Work instruction: With the images left out, print all of the records below exactly.

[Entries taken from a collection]

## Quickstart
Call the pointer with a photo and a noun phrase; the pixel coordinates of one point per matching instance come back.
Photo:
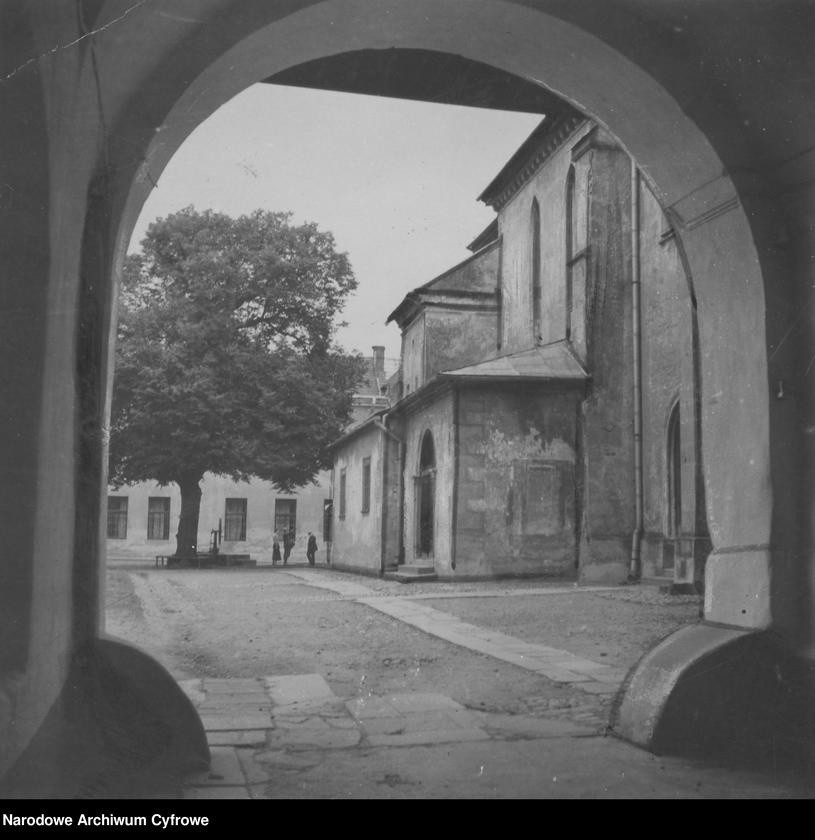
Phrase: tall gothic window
(425, 497)
(674, 460)
(577, 255)
(569, 248)
(536, 278)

Task solution:
## Quickstart
Call the pointer with a photo and a noun phrase; the pixel coordinates of one point per matching instance come back.
Photo:
Phrase: tall gothic window
(425, 497)
(674, 460)
(577, 255)
(569, 248)
(536, 278)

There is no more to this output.